**Direction 1**
Duplicate the lines of the listing, starting at the line that contains "of the blue" and ending at the last line of the listing.

**Source text**
>> begin

Hans-Joachim Bungartz also looked into the future which will start soon for Germany when the "Nationales Hochleistungsrechnen" (NHR) programme will be adopted and implemented. NHR is a new way of organizing the supercomputing centres in Germany. The decision about how this will look like will be taken in November 2020. The work on the planning already started some time ago. Hans-Joachim Bungartz eagerly awaits the moment when the ideas about governance and operation that were submitted during the past years will become reality.

After the keynote there were several other presentations. One of these we want to highlight was about the Hawk installation, the supercomputer that is currently being built in Stuttgart. Professor Michael Resch explained that the Hawk system is delivered by HPE. It has been installed over the past period and we figure it will be completely ripe for production somewhere later this month if the plans do not change. Michael Resch told that there are a number of application areas. The Supercomputing Centre HLRS in Stuttgart is mainly focusing on engineering applications to support engineers. The research at HLRs is also focused on this. Apart, of course, from cybersecurity, high-performance computing is an important topic.

Michael Resch showed several examples of what they do at HLRS. In April-May 2020, they designed a digital twin from a small city called Herrenberg. With a digital twin, you can do a lot of research, such as simulating the traffic flow or visualizing all kinds of other flows and actions happening but also mapping social aspects such as the mental state of people living in the city, measuring how happy they are. The digital twin allows to analyze data in a virtual reality environment, in this case that of a small city. More information about the Herrenberg digital twin is available at the HLRS website.

>> end

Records
>> begin

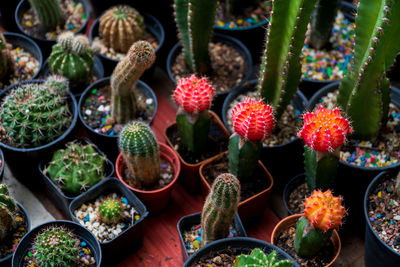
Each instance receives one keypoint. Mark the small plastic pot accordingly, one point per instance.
(81, 232)
(61, 199)
(155, 200)
(130, 238)
(187, 222)
(292, 221)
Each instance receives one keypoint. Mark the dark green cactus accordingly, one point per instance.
(220, 208)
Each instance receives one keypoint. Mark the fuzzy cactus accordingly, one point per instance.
(322, 213)
(126, 74)
(324, 132)
(140, 150)
(253, 122)
(220, 208)
(36, 113)
(194, 97)
(120, 27)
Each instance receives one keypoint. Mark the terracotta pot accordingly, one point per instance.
(252, 207)
(292, 221)
(190, 172)
(155, 200)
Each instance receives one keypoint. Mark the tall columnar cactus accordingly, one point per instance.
(324, 132)
(72, 58)
(36, 114)
(364, 93)
(140, 150)
(253, 122)
(139, 58)
(120, 27)
(194, 97)
(195, 21)
(48, 12)
(322, 213)
(76, 168)
(220, 208)
(280, 70)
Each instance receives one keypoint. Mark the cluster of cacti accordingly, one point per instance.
(76, 168)
(194, 97)
(220, 208)
(139, 58)
(120, 27)
(324, 132)
(72, 58)
(140, 150)
(364, 93)
(322, 213)
(195, 21)
(253, 122)
(36, 113)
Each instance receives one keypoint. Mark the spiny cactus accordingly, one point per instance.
(120, 27)
(195, 21)
(324, 132)
(220, 208)
(253, 122)
(322, 213)
(35, 114)
(364, 93)
(126, 74)
(140, 150)
(194, 97)
(76, 168)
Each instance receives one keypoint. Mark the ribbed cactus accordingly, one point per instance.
(194, 97)
(72, 58)
(253, 122)
(195, 21)
(139, 58)
(140, 150)
(76, 168)
(322, 213)
(324, 132)
(220, 208)
(48, 12)
(35, 114)
(364, 93)
(120, 27)
(280, 70)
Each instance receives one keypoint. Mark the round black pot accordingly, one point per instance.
(45, 44)
(81, 232)
(109, 144)
(239, 245)
(239, 46)
(23, 162)
(152, 25)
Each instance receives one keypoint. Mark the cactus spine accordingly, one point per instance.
(220, 208)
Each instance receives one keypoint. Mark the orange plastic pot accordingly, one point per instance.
(155, 200)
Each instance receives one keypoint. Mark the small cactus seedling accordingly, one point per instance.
(322, 213)
(220, 208)
(194, 97)
(253, 122)
(324, 132)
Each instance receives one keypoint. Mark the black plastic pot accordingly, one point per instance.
(238, 245)
(23, 162)
(187, 222)
(152, 25)
(81, 232)
(377, 252)
(225, 39)
(128, 240)
(61, 199)
(45, 44)
(109, 144)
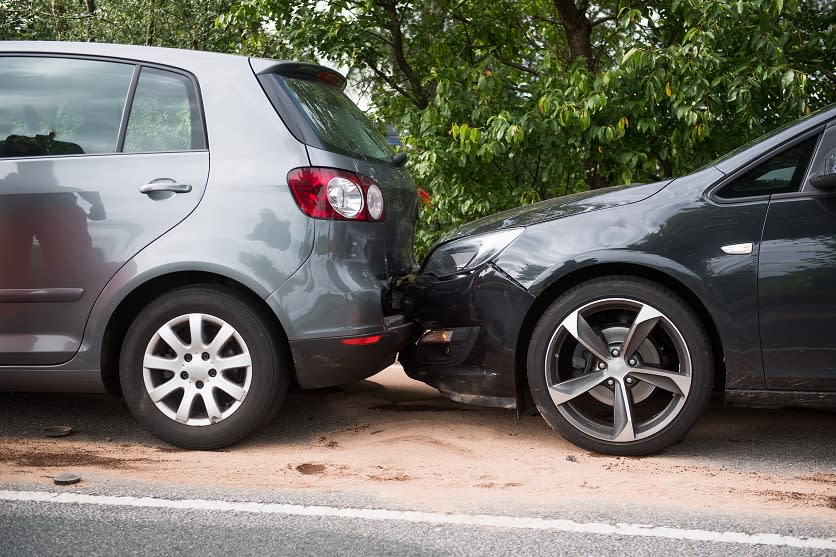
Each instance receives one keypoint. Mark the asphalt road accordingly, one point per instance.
(448, 480)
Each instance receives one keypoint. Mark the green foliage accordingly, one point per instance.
(513, 101)
(181, 24)
(508, 102)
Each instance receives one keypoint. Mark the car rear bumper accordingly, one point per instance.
(484, 312)
(326, 362)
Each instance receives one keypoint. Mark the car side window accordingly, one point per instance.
(825, 159)
(781, 173)
(164, 114)
(60, 106)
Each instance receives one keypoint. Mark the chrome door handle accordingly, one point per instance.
(738, 249)
(154, 186)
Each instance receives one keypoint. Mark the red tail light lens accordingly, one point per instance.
(328, 193)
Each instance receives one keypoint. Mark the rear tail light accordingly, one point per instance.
(328, 193)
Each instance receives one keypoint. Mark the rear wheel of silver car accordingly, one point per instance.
(200, 368)
(620, 365)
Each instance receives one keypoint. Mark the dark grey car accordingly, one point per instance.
(196, 230)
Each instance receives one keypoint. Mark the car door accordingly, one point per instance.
(97, 159)
(797, 281)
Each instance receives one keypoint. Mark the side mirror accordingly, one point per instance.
(824, 181)
(399, 159)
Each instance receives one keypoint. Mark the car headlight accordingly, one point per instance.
(465, 254)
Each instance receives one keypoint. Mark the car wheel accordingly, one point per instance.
(199, 368)
(620, 365)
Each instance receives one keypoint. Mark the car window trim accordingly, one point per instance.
(126, 109)
(138, 65)
(711, 191)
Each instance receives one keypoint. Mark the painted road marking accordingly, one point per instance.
(490, 521)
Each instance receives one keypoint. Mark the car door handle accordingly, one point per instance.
(168, 186)
(738, 249)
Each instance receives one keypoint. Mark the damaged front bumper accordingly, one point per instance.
(471, 325)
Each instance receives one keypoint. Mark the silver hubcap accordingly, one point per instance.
(615, 385)
(197, 369)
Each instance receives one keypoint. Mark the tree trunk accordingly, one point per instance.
(578, 29)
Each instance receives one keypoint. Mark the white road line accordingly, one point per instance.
(492, 521)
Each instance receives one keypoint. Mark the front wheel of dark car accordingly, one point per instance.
(200, 369)
(620, 365)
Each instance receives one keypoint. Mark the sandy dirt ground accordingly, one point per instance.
(398, 440)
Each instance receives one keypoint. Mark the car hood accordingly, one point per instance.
(558, 207)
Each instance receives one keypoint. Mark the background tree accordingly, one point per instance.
(511, 101)
(182, 23)
(505, 102)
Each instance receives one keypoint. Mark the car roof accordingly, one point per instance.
(775, 139)
(156, 54)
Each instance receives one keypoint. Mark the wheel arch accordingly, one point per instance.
(553, 291)
(130, 306)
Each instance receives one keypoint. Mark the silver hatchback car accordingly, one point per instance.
(194, 230)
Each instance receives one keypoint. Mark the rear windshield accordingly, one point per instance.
(339, 124)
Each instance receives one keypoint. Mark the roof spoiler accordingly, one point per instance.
(299, 70)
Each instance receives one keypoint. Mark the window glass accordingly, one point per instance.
(340, 125)
(60, 106)
(164, 114)
(782, 173)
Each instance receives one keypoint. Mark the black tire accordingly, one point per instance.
(240, 398)
(653, 394)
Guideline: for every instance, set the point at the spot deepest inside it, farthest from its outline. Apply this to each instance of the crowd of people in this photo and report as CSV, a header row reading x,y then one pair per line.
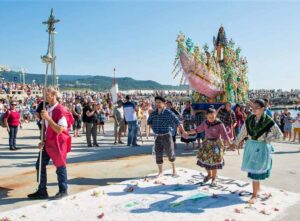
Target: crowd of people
x,y
215,130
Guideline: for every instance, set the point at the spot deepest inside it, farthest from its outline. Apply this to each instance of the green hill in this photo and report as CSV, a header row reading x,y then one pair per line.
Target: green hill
x,y
89,82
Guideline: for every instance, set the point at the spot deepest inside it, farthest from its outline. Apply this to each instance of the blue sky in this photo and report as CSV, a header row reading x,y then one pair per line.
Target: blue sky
x,y
138,37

>> end

**Direction 2**
Name every geographic place mentioned in the article on German supercomputing, each once.

**Reply 1**
Guideline: for every instance, set the point at the spot deepest inside it, farthest from its outline. Apply this to each instance of the blue sky in this photo and report as CSV, a header row reading x,y then one pair per line.
Target: blue sky
x,y
138,37

**Reply 2**
Germany, Stuttgart, Herrenberg